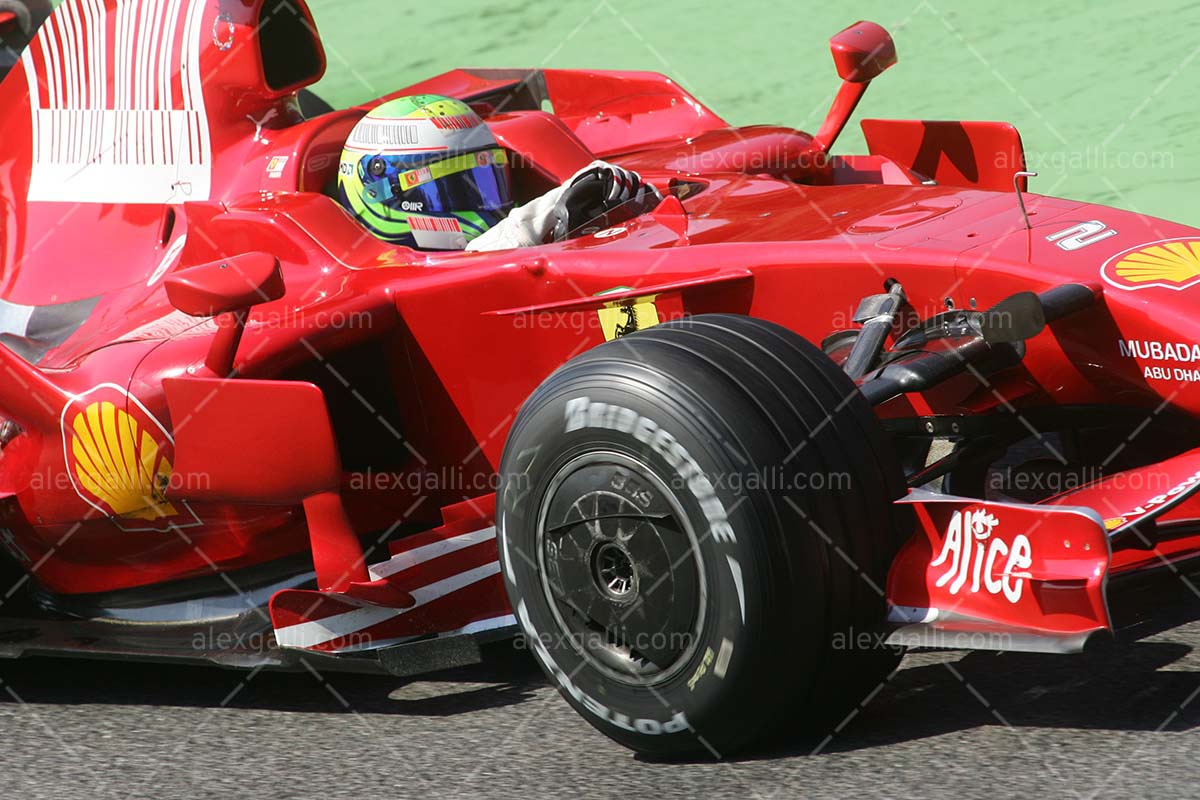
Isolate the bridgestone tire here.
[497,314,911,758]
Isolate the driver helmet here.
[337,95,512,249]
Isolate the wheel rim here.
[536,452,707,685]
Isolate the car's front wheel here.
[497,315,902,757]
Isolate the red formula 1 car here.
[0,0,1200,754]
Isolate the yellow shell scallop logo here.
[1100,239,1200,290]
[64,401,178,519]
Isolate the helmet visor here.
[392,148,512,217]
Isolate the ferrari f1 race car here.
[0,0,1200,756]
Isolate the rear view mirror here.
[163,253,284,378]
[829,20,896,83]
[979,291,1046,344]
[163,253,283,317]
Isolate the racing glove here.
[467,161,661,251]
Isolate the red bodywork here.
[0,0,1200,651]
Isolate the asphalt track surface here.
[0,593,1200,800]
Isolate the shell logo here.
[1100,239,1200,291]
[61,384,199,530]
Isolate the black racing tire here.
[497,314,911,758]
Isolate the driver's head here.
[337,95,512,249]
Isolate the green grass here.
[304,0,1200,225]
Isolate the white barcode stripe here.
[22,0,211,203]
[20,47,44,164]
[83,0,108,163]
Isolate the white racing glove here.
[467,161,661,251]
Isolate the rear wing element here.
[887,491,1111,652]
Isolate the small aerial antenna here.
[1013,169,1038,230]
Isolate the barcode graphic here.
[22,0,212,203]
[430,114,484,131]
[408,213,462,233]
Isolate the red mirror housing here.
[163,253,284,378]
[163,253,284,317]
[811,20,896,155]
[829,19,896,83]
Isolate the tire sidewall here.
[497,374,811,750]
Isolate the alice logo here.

• • • • •

JOB> Rewrite every row above with "Isolate" replaced by "Segment" and all other text unchanged. Leave the pictures out.

SOLUTION BELOW>
Segment the bridgestone tire here.
[497,314,911,758]
Segment the driver helmet here.
[337,95,512,249]
Segment the wheel rim here.
[536,452,707,685]
Segment the car's front wheel here.
[497,315,902,757]
Segment the red formula 1 car here.
[0,0,1200,754]
Segment the yellow shell scallop logo here.
[1100,239,1200,290]
[64,401,178,519]
Segment the helmet visor here.
[392,148,512,217]
Segment the ferrari f1 race car here.
[0,0,1200,756]
Segment the rear view mirror here.
[163,253,284,378]
[829,20,896,83]
[979,291,1046,344]
[163,253,283,317]
Segment the racing glove here.
[467,161,661,251]
Segment the red bodywork here.
[0,0,1200,651]
Segment the asphalt track surface here.
[0,593,1200,800]
Segment the shell logo here.
[1100,239,1200,291]
[61,384,199,530]
Segment the black racing tire here.
[497,314,911,758]
Segment the driver's head here.
[337,95,512,249]
Segment the green grass here.
[304,0,1200,225]
Segment the white barcode stripe here.
[22,0,211,203]
[20,47,44,164]
[83,0,108,163]
Segment the white racing glove here.
[467,161,661,251]
Segment the rear wing element here.
[887,491,1111,652]
Segment the small aerial antenna here.
[1013,169,1038,230]
Segment the barcode graphic here.
[22,0,212,203]
[430,114,484,131]
[408,213,462,233]
Segment the red mirror housing here.
[163,253,284,378]
[163,253,284,317]
[811,20,896,155]
[829,19,896,83]
Segment the tire sidewall here.
[497,374,811,750]
Segment the alice logo here.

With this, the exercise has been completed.